*** Source data

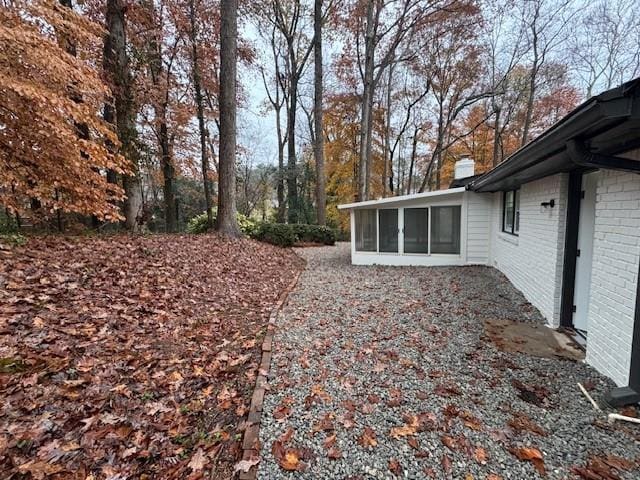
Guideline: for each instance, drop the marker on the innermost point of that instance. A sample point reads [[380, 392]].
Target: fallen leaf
[[198, 460], [394, 467], [532, 455], [245, 465], [480, 455]]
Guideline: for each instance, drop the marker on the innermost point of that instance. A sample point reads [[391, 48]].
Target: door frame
[[570, 249]]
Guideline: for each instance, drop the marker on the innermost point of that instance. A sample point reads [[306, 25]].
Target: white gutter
[[402, 198]]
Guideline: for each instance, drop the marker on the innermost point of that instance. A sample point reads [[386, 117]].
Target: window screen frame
[[514, 229], [375, 223], [460, 242]]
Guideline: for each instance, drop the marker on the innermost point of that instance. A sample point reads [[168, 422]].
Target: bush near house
[[280, 234], [314, 234], [198, 224], [287, 235]]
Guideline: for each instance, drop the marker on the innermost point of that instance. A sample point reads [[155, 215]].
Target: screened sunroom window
[[445, 229], [416, 230], [365, 230], [388, 227]]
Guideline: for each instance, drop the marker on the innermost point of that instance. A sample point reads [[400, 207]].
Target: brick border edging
[[251, 438]]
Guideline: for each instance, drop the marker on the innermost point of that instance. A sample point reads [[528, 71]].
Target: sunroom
[[446, 227]]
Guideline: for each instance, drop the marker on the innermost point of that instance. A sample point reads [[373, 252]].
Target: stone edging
[[251, 440]]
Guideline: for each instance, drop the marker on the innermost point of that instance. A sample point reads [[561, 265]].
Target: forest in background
[[109, 110]]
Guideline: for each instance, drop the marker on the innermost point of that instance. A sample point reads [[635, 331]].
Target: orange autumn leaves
[[55, 146]]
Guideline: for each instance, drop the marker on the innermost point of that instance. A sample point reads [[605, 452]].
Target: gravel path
[[392, 361]]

******

Retype everything in the entries exactly except the pictures.

- _Expected output_:
Guideline: for each instance, drop the marker on the innermost point of that instance. A sample point reads [[380, 392]].
Target: fallen leaf
[[198, 460], [394, 467], [532, 455], [245, 465], [480, 455]]
Guideline: for each instance, drop the marker on the innermost point of that instance. A sample point reads [[391, 48]].
Target: door frame
[[570, 249]]
Guideline: for each instance, drop the marker on the innermost point of that instance. A sample point reads [[306, 25]].
Target: white gutter
[[402, 198]]
Guideline: for each instance, drop the marker on the innermost point of that instance. A sample point reads [[386, 117]].
Target: window screen frame
[[514, 229], [375, 223], [460, 242]]
Guideline: for each instance, drop the marker on the innermost point of that instance. A sample point reads [[168, 422]].
Target: bush near house
[[280, 234], [314, 234], [198, 224], [287, 235]]
Guideline: for each instance, drop the marker on the innermost point of that instance. A sample point reads [[155, 215]].
Target: screened sunroom window
[[445, 229], [416, 230], [365, 230], [388, 227]]
Guideline: for each instance, drop the marker on the innermost point of that instance. A sample point reads [[400, 207]].
Target: brick border edging
[[251, 438]]
Guideline: for each instance, drop the marker on the innermost point of that instance. A sample point reads [[528, 71]].
Target: sunroom
[[446, 227]]
Guideline: for each instance, drop the marker on the innermost point of that instance. A sample point reads [[373, 252]].
Target: stone edging
[[251, 440]]
Guideline: for each instance, drop the marker on the innermost point of that instance. A sample point reads [[561, 265]].
Target: forest in background
[[109, 110]]
Guideline: for each instance, drop the marker on the innermost point of that instance. A sample point reads [[635, 331]].
Target: orange autumn leaves
[[55, 146]]
Guideline: for each instance, drop the marker on the innermost point of that instance. A sample point reads [[605, 452]].
Target: gravel path
[[392, 361]]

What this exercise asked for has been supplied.